Return the part of the passage on Singapore's consumer prices that runs from "For the first" down to "the previous month.", copied word for word.

==== Document passage ====

When the Department of Statistics released Singapore’s November consumer price index two months ago, there was a mixture of concerned murmurs and expectant nods from many local economists. For the uninitiated, the consumer price index (CPI) measures the collective price of a variety of consumer goods and services in a country and is used by governments as a tool to measure price and inflation pressures.
For the first time in five years, the Singapore CPI for November dipped into the red (-0.3 percent), dragged down by private transport costs, petrol pump prices, and a softer housing rental market. However, if you removed the costs of private transport and accommodation, core inflation was at 1.5 percent, a 0.2 percent decline from the previous month.
The bleeding in November was stemmed slightly in December with the CPI rising slightly to -0.2 percent, but the negative numbers signalled yet another deflationary month for Singapore. Analysts were expecting these numbers mainly because of the global drop in oil prices and the Monetary Authority of Singapore has acted quickly, reducing the slope of its policy band to slow down the appreciation of the currency i.e. weakening the Singapore dollar against other currencies. This makes Singapore exports more attractive although it means that your overseas holidays will become more expensive. Still, the spectre of sustained Singapore deflation hangs ever-present, especially with the negative 2015 global economic outlook.

==== Material shown ====

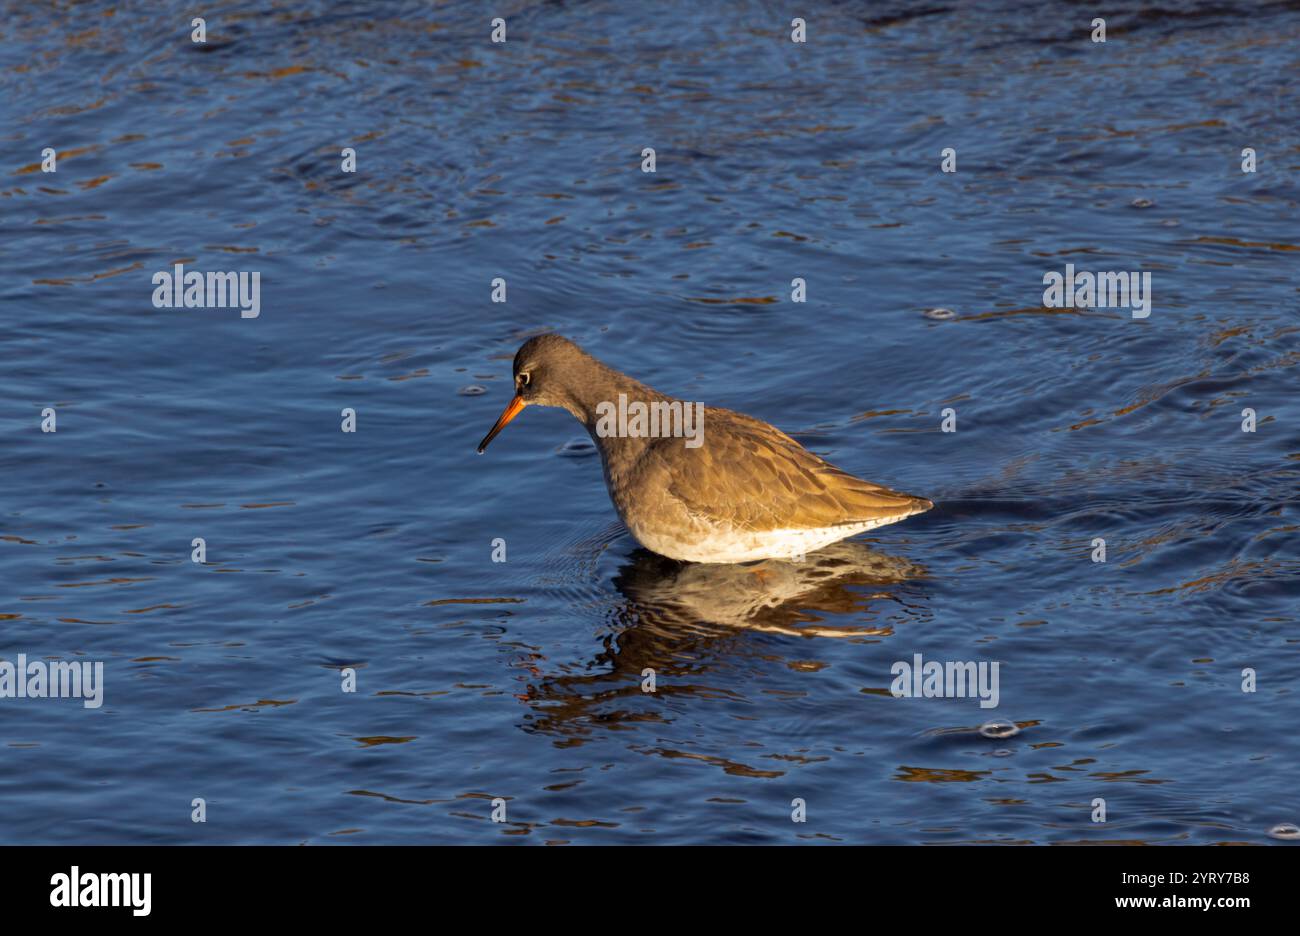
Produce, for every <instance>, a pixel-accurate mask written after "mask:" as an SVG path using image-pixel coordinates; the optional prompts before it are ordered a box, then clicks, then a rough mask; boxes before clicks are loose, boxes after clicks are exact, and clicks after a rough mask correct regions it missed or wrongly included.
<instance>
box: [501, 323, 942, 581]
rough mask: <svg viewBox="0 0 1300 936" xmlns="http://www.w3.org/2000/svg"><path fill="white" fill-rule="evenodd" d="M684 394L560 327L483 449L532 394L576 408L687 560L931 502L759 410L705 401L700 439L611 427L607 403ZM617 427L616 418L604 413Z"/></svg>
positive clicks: (613, 464)
mask: <svg viewBox="0 0 1300 936" xmlns="http://www.w3.org/2000/svg"><path fill="white" fill-rule="evenodd" d="M620 394H623V395H625V399H627V400H628V402H642V403H675V402H676V403H681V400H675V398H672V396H668V395H666V394H662V393H659V391H658V390H654V389H651V387H649V386H646V385H643V383H640V382H638V381H634V380H632V378H630V377H628V376H627V374H623V373H619V372H617V370H615V369H612V368H610V367H606V365H604V364H602V363H601V361H598V360H595V359H594V357H591V356H590V355H588V354H586V352H585V351H582V350H581V348H580V347H578V346H577V344H575V343H573V342H571V341H568V339H567V338H562V337H559V335H539V337H537V338H530V339H529V341H526V342H525V343H524V344H523V347H520V348H519V352H517V354H516V355H515V398H513V400H511V403H510V406H507V407H506V411H504V412H503V413H502V416H500V419H499V420H497V425H494V426H493V429H491V432H489V433H487V435H486V437H485V438H484V441H482V442H481V443H480V446H478V451H480V452H482V451H484V450H485V448H486V447H487V443H489V442H491V439H493V438H495V435H497V433H499V432H500V430H502V428H504V425H506V424H507V422H510V421H511V420H512V419H513V417H515V416H516V415H517V413H519V412H520V411H521V409H523V408H524V407H525V406H528V404H537V406H558V407H563V408H565V409H568V411H569V412H571V413H573V416H575V417H577V420H578V421H580V422H582V425H584V426H586V430H588V433H590V435H591V439H593V442H595V446H597V448H598V450H599V452H601V464H602V465H603V468H604V481H606V485H607V487H608V490H610V499H611V500H612V502H614V507H615V510H617V512H619V516H620V517H621V519H623V523H624V524H625V525H627V526H628V529H629V530H630V532H632V534H633V536H634V537H636V538H637V539H638V541H640V542H641V543H642V545H643V546H646V547H647V549H650V550H654V551H655V552H659V554H662V555H666V556H669V558H672V559H684V560H689V562H732V563H735V562H749V560H753V559H774V558H776V559H787V558H790V556H800V555H803V554H805V552H810V551H813V550H815V549H819V547H822V546H826V545H828V543H831V542H835V541H837V539H842V538H845V537H849V536H853V534H855V533H861V532H862V530H867V529H872V528H874V526H883V525H885V524H891V523H894V521H897V520H902V519H904V517H907V516H911V515H913V513H920V512H922V511H927V510H930V508H931V507H932V506H933V504H932V503H931V502H930V500H926V499H924V498H918V497H911V495H909V494H900V493H898V491H893V490H889V489H888V487H883V486H880V485H876V484H871V482H870V481H863V480H862V478H857V477H854V476H853V474H849V473H848V472H844V471H841V469H839V468H836V467H835V465H832V464H831V463H828V461H826V460H824V459H822V458H819V456H816V455H814V454H813V452H810V451H809V450H807V448H805V447H803V446H801V445H800V443H798V442H796V441H794V439H792V438H790V437H789V435H787V434H785V433H783V432H781V430H780V429H777V428H775V426H771V425H768V424H767V422H762V421H759V420H757V419H753V417H751V416H745V415H744V413H738V412H732V411H731V409H722V408H718V407H705V408H703V433H702V443H701V445H699V446H698V447H689V446H686V445H685V439H684V438H681V437H680V435H659V437H654V438H643V437H628V435H610V434H603V433H602V432H601V430H599V429H598V426H599V424H601V420H599V417H598V415H599V408H601V404H608V406H610V407H612V406H615V404H616V402H617V400H619V396H620ZM606 428H607V425H606Z"/></svg>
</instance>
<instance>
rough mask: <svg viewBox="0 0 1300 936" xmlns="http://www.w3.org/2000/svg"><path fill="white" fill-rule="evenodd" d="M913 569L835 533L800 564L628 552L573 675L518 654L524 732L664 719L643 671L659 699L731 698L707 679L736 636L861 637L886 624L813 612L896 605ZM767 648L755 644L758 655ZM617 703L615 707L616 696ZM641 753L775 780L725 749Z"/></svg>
mask: <svg viewBox="0 0 1300 936" xmlns="http://www.w3.org/2000/svg"><path fill="white" fill-rule="evenodd" d="M924 575H926V571H924V568H923V567H920V565H918V564H915V563H913V562H910V560H907V559H904V558H900V556H893V555H888V554H884V552H879V551H875V550H872V549H870V547H867V546H865V545H862V543H858V542H840V543H835V545H833V546H829V547H827V549H824V550H819V551H818V552H814V554H811V555H809V556H807V559H806V560H805V562H802V563H800V562H788V560H766V562H759V563H751V564H742V565H715V564H701V563H680V562H675V560H671V559H664V558H663V556H659V555H655V554H653V552H649V551H646V550H637V551H636V552H634V554H633V555H632V558H630V560H629V562H627V563H625V564H624V565H621V567H620V568H619V569H617V573H616V575H615V576H614V582H612V584H614V586H615V588H616V589H617V593H619V599H617V601H615V602H614V604H612V606H611V607H610V608H608V612H607V617H608V621H610V623H611V624H612V627H614V628H615V633H614V634H612V636H610V637H607V638H606V640H604V641H603V649H602V651H601V653H599V654H598V655H597V656H595V659H593V660H590V662H589V663H588V664H586V666H585V667H582V672H581V673H567V672H560V673H547V672H545V671H543V669H542V667H543V666H545V658H541V656H539V655H537V654H530V655H529V658H528V659H526V660H525V662H523V666H525V667H526V669H528V671H529V672H530V673H532V675H533V676H537V677H539V679H537V680H536V681H533V682H530V684H529V685H528V688H526V692H524V693H521V694H519V695H517V697H519V698H520V699H521V701H524V702H525V703H526V705H528V706H529V707H530V708H532V710H533V714H532V716H530V718H529V723H528V731H534V732H543V733H555V735H559V736H563V738H564V741H562V742H559V744H564V745H578V744H582V742H584V741H585V737H586V736H588V735H590V733H591V729H593V728H597V727H599V728H604V729H606V731H620V729H621V731H627V729H629V728H630V727H633V725H634V724H636V723H666V720H667V719H666V716H664V715H662V714H659V712H658V711H646V710H643V708H640V707H637V708H636V710H633V707H632V706H633V705H636V703H637V702H640V701H641V699H642V697H643V695H645V693H643V692H642V679H643V677H645V675H646V671H647V669H653V671H654V673H655V680H656V686H655V695H656V697H658V698H659V699H672V698H675V697H681V695H689V697H697V698H711V699H724V701H725V699H737V701H742V697H741V695H740V694H738V693H737V692H736V690H735V689H728V688H714V686H710V685H708V684H707V676H708V672H710V669H711V668H714V667H715V666H719V664H723V666H727V664H731V663H733V662H735V660H733V658H736V656H744V655H751V654H753V649H751V647H746V646H745V645H746V643H748V642H749V641H750V640H751V638H753V636H754V634H781V636H787V637H805V638H842V640H858V641H861V640H871V641H874V640H875V638H880V637H888V636H891V634H892V633H893V628H892V627H889V625H872V624H828V623H826V621H824V619H823V615H826V616H831V615H833V616H836V617H840V619H845V617H862V616H863V615H865V614H872V612H874V611H872V607H871V606H872V604H874V603H876V602H881V601H888V602H897V601H900V598H898V597H897V595H896V594H893V593H892V591H889V590H878V589H891V588H893V586H898V585H901V584H904V582H907V581H910V580H914V578H919V577H923V576H924ZM767 653H776V651H774V650H770V649H767V647H764V654H767ZM787 663H788V666H789V668H790V669H796V671H815V669H816V668H818V667H816V666H814V664H810V662H809V660H806V659H798V658H792V659H790V660H787ZM620 701H625V702H627V706H623V705H620ZM642 753H646V754H655V755H658V757H663V758H669V759H676V758H689V759H694V761H701V762H705V763H710V764H712V766H716V767H719V768H722V770H723V771H724V772H727V774H732V775H744V776H755V777H776V776H781V775H783V774H784V772H785V771H783V770H758V768H754V767H749V766H746V764H742V763H738V762H735V761H729V759H725V758H718V757H710V755H706V754H699V753H695V751H680V750H673V749H668V748H663V746H654V748H650V749H645V750H643V751H642Z"/></svg>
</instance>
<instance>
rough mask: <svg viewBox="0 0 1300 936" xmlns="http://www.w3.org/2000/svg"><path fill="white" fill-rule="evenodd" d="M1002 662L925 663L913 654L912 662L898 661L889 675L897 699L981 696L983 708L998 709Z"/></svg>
mask: <svg viewBox="0 0 1300 936" xmlns="http://www.w3.org/2000/svg"><path fill="white" fill-rule="evenodd" d="M1000 666H1001V664H1000V663H988V662H987V660H980V662H979V663H975V662H971V660H966V662H956V660H949V662H946V663H940V662H937V660H930V662H928V663H927V662H922V659H920V654H913V655H911V663H907V662H906V660H898V662H897V663H894V664H893V666H892V667H889V672H892V673H893V675H894V681H893V684H892V685H891V686H889V693H891V694H892V695H893V697H894V698H972V697H975V695H978V697H979V707H980V708H997V699H998V692H997V685H998V675H997V671H998V667H1000Z"/></svg>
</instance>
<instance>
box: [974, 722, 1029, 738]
mask: <svg viewBox="0 0 1300 936" xmlns="http://www.w3.org/2000/svg"><path fill="white" fill-rule="evenodd" d="M979 733H980V735H983V736H984V737H987V738H997V740H1001V738H1009V737H1014V736H1015V735H1019V733H1021V729H1019V728H1017V727H1015V723H1014V722H1008V720H1006V719H993V720H992V722H985V723H984V724H982V725H980V727H979Z"/></svg>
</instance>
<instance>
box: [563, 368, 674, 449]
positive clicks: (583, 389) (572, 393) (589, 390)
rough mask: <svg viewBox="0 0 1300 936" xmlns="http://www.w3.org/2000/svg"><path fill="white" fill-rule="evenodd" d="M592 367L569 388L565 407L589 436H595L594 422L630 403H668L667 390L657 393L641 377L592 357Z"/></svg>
mask: <svg viewBox="0 0 1300 936" xmlns="http://www.w3.org/2000/svg"><path fill="white" fill-rule="evenodd" d="M591 364H593V365H594V368H593V369H591V370H590V372H589V373H588V374H585V377H586V380H582V381H578V382H576V383H575V385H573V386H571V387H569V389H568V390H569V391H568V398H569V400H568V403H567V406H565V407H564V408H565V409H568V411H569V412H571V413H573V416H575V417H576V419H577V421H578V422H581V424H582V425H584V426H585V428H586V430H588V433H590V435H591V438H593V439H594V438H597V425H598V422H599V421H601V419H602V416H610V415H611V413H612V415H615V419H617V413H619V412H624V413H625V412H628V407H630V406H632V404H633V403H642V404H650V403H671V402H672V400H673V398H672V396H669V395H668V394H663V393H659V391H658V390H655V389H654V387H651V386H646V385H645V383H642V382H641V381H637V380H633V378H632V377H628V376H627V374H624V373H619V372H617V370H615V369H612V368H607V367H604V365H603V364H601V363H599V361H597V360H594V359H593V361H591Z"/></svg>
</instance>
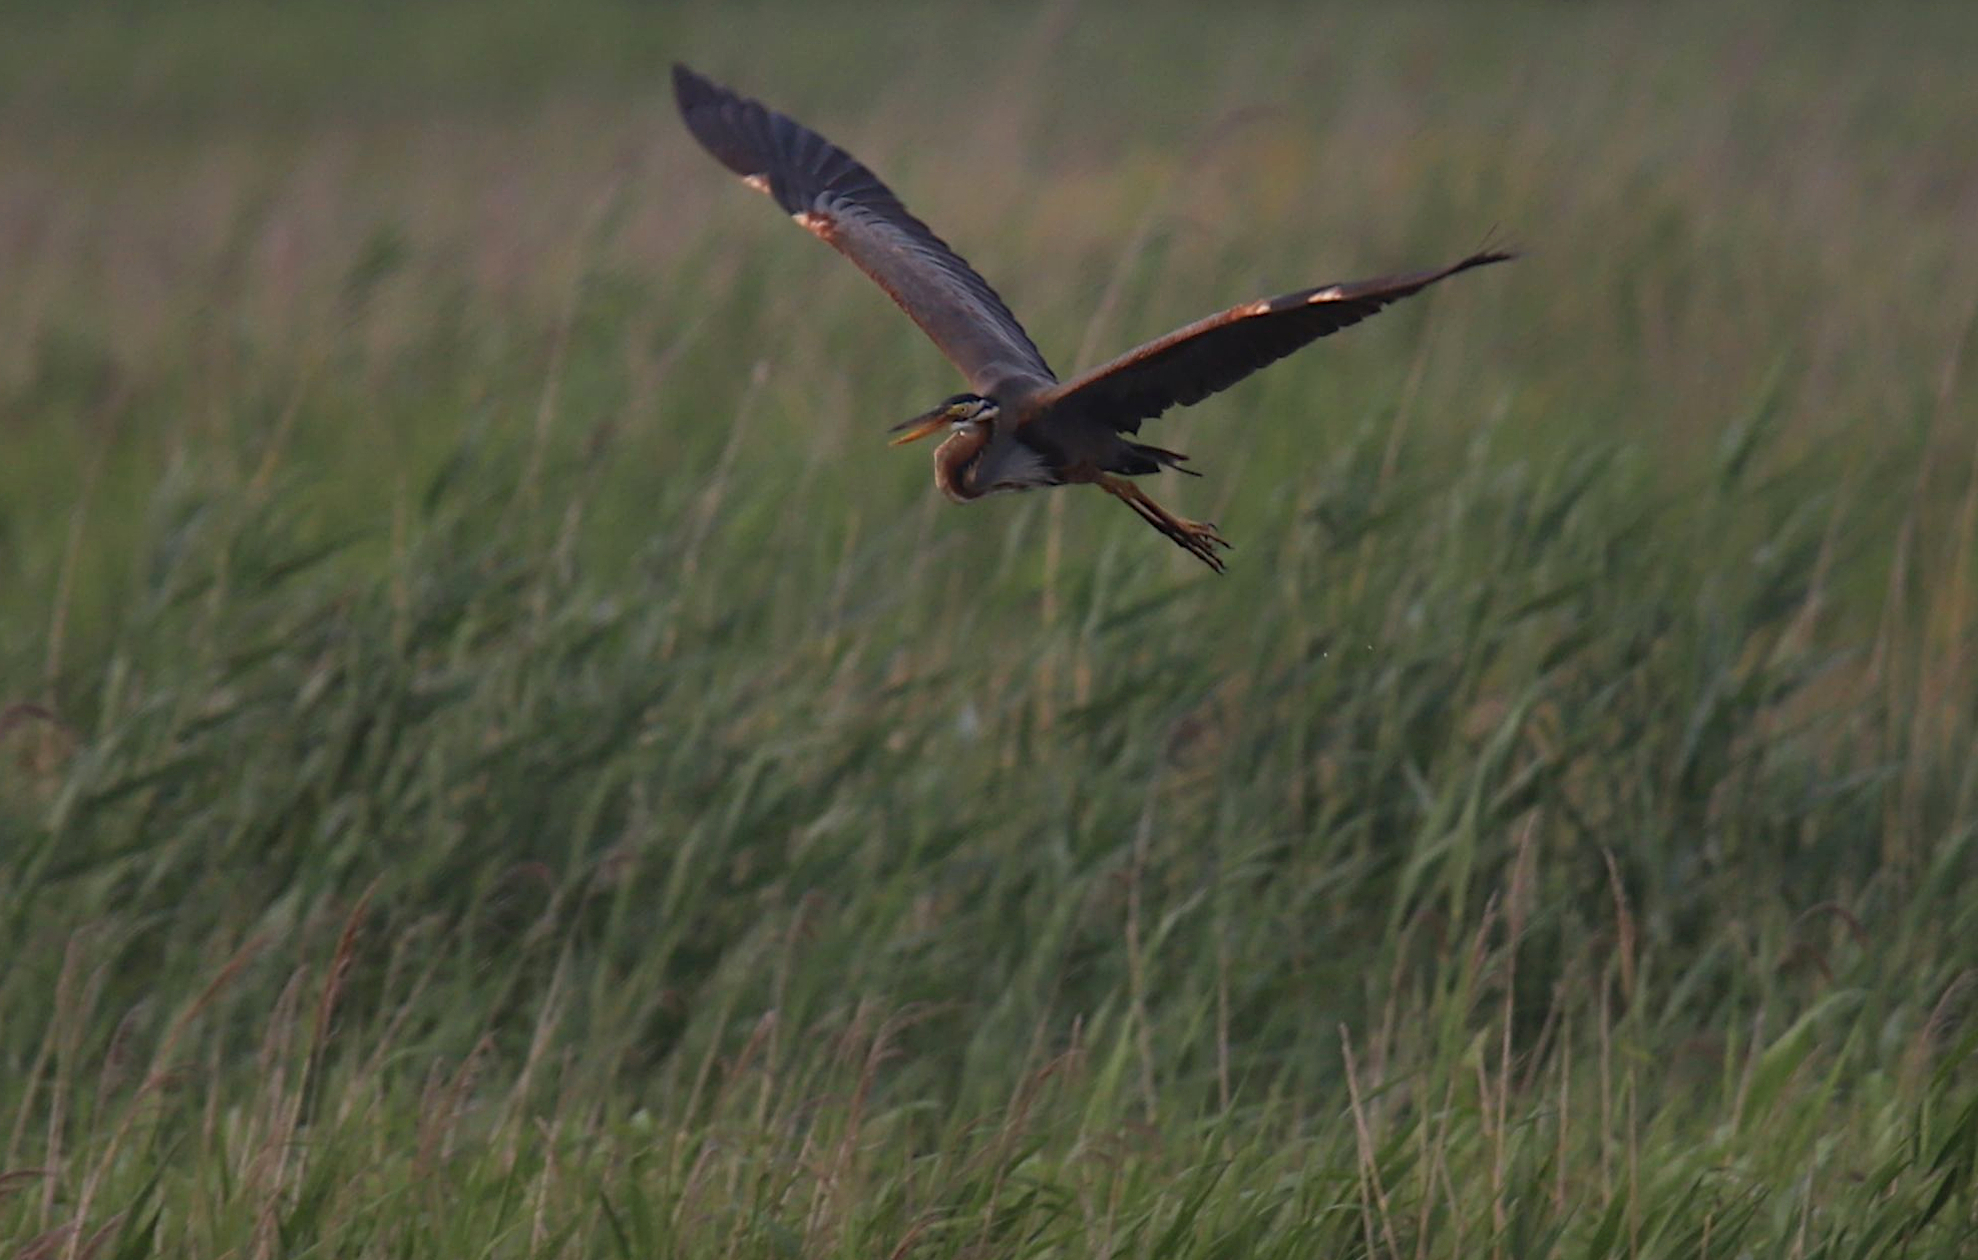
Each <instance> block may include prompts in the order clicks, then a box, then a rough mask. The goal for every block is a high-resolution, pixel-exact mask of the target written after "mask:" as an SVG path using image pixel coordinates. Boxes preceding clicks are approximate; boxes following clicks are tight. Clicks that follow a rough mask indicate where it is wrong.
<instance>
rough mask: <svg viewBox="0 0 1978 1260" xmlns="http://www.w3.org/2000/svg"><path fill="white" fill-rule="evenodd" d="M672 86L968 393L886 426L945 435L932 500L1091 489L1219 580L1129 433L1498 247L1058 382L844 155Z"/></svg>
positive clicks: (780, 116)
mask: <svg viewBox="0 0 1978 1260" xmlns="http://www.w3.org/2000/svg"><path fill="white" fill-rule="evenodd" d="M673 95H674V101H676V103H678V107H680V117H682V119H684V121H686V129H688V131H690V133H694V138H696V140H700V144H702V146H704V148H706V150H708V152H710V154H714V158H716V160H720V162H722V164H724V166H726V168H728V170H732V172H736V174H738V176H742V182H744V184H750V186H752V188H758V190H762V192H767V194H769V196H771V198H775V204H777V206H781V208H783V210H785V212H787V214H789V216H791V218H795V220H797V224H799V225H803V227H805V229H807V231H811V235H815V237H819V239H823V241H825V243H827V245H831V247H833V249H837V251H839V253H843V255H845V257H849V259H851V261H854V263H856V265H858V269H860V271H864V273H866V275H870V277H872V279H874V281H878V287H880V289H884V291H886V293H888V295H890V297H892V301H896V303H898V305H900V309H902V311H906V313H908V316H912V320H914V322H916V324H920V330H922V332H926V334H928V338H930V340H934V344H936V346H940V350H942V354H945V356H947V358H949V360H953V364H955V366H957V368H961V376H963V378H967V384H969V390H971V392H967V394H955V396H953V398H947V400H945V402H942V404H940V405H938V407H934V409H932V411H924V413H920V415H916V417H912V419H908V421H902V423H898V425H894V427H892V431H894V433H898V437H896V439H894V445H900V443H906V441H916V439H920V437H926V435H930V433H938V431H942V429H947V431H949V437H947V441H944V443H942V445H940V447H938V449H936V451H934V485H936V487H938V489H940V491H942V493H944V495H947V496H949V498H953V500H955V502H973V500H977V498H985V496H989V495H1001V493H1005V491H1034V489H1038V487H1062V485H1094V487H1098V489H1102V491H1106V493H1108V495H1112V496H1114V498H1118V500H1122V502H1125V504H1127V506H1129V508H1133V510H1135V512H1139V516H1141V520H1145V522H1147V524H1151V526H1153V528H1157V530H1159V532H1161V534H1165V536H1167V538H1171V540H1173V542H1175V544H1177V546H1181V548H1183V550H1185V552H1189V554H1191V556H1195V558H1197V560H1201V562H1203V564H1207V566H1209V568H1213V570H1216V572H1218V574H1220V572H1222V556H1220V554H1218V548H1226V546H1230V544H1228V540H1224V538H1222V534H1218V532H1216V526H1214V524H1211V522H1201V520H1187V518H1183V516H1177V514H1173V512H1169V510H1167V508H1163V506H1161V504H1157V502H1155V500H1153V498H1149V496H1147V493H1145V491H1141V489H1139V487H1137V485H1133V483H1131V481H1127V479H1129V477H1141V475H1147V473H1159V471H1161V469H1175V471H1179V473H1191V471H1189V469H1185V467H1181V465H1183V461H1185V459H1187V457H1185V455H1181V453H1177V451H1167V449H1163V447H1153V445H1147V443H1141V441H1133V435H1137V433H1139V425H1141V421H1145V419H1153V417H1157V415H1159V413H1161V411H1167V409H1169V407H1185V405H1189V404H1197V402H1201V400H1205V398H1209V396H1211V394H1214V392H1218V390H1226V388H1230V386H1234V384H1236V382H1238V380H1242V378H1246V376H1250V374H1252V372H1256V370H1258V368H1264V366H1266V364H1272V362H1276V360H1280V358H1284V356H1286V354H1290V352H1292V350H1298V348H1302V346H1305V344H1309V342H1313V340H1317V338H1321V336H1325V334H1327V332H1337V330H1339V328H1345V326H1349V324H1357V322H1361V320H1363V318H1367V316H1369V315H1373V313H1375V311H1379V309H1383V307H1387V305H1389V303H1394V301H1400V299H1404V297H1410V295H1414V293H1420V291H1422V289H1426V287H1430V285H1434V283H1436V281H1440V279H1446V277H1450V275H1456V273H1458V271H1468V269H1472V267H1483V265H1487V263H1501V261H1505V259H1509V257H1511V255H1509V253H1503V251H1493V249H1485V251H1480V253H1472V255H1470V257H1466V259H1462V261H1460V263H1454V265H1450V267H1440V269H1434V271H1408V273H1402V275H1383V277H1379V279H1371V281H1351V283H1341V285H1319V287H1317V289H1304V291H1300V293H1286V295H1284V297H1266V299H1262V301H1254V303H1244V305H1240V307H1230V309H1228V311H1222V313H1218V315H1211V316H1207V318H1199V320H1195V322H1193V324H1187V326H1183V328H1175V330H1173V332H1169V334H1167V336H1159V338H1155V340H1151V342H1147V344H1145V346H1139V348H1135V350H1127V352H1125V354H1122V356H1120V358H1116V360H1112V362H1108V364H1102V366H1098V368H1092V370H1090V372H1084V374H1082V376H1076V378H1072V380H1068V382H1060V380H1058V378H1056V374H1052V370H1050V366H1048V364H1046V362H1044V356H1042V354H1040V352H1038V350H1036V346H1034V344H1033V342H1031V336H1029V334H1027V332H1025V330H1023V324H1019V322H1017V316H1015V315H1011V313H1009V307H1005V305H1003V299H999V297H997V293H995V289H991V287H989V283H987V281H983V277H979V275H977V273H975V269H973V267H969V265H967V263H965V261H961V257H959V255H957V253H955V251H953V249H949V247H947V245H945V243H944V241H942V239H940V237H938V235H934V231H930V229H928V225H926V224H922V222H920V220H916V218H914V216H912V214H910V212H908V210H906V206H902V204H900V198H896V196H894V194H892V190H890V188H886V186H884V184H882V182H880V180H878V176H874V174H872V172H870V170H866V166H864V164H860V162H858V160H856V158H854V156H851V154H849V152H845V150H843V148H839V146H837V144H833V142H831V140H827V138H825V136H821V135H817V133H815V131H811V129H807V127H803V125H801V123H795V121H791V119H787V117H783V115H779V113H775V111H771V109H767V107H764V105H762V103H758V101H750V99H748V97H740V95H736V93H732V91H728V89H726V87H722V85H720V83H714V81H710V79H704V77H700V75H696V73H694V71H690V69H686V67H684V65H674V67H673ZM1191 475H1193V473H1191Z"/></svg>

====

-- The answer --
For the first time in five years, the Singapore CPI for November dipped into the red (-0.3 percent), dragged down by private transport costs, petrol pump prices, and a softer housing rental market. However, if you removed the costs of private transport and accommodation, core inflation was at 1.5 percent, a 0.2 percent decline from the previous month.